## Goal of the exercise
Set down the following material word for word, but leave the pictures out of your answer.

--- start Stored data ---

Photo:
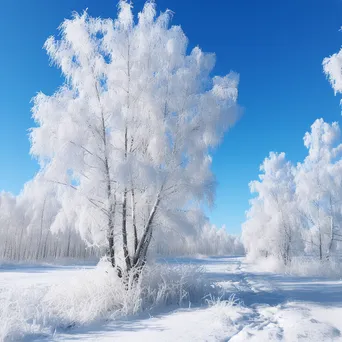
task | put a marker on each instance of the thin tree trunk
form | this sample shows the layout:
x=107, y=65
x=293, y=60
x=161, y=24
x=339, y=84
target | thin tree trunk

--- end Stored data ---

## Written response
Photo:
task | put a marker on each instance of the thin tree trunk
form | this sample shows the layout:
x=107, y=65
x=293, y=60
x=161, y=24
x=339, y=84
target | thin tree trunk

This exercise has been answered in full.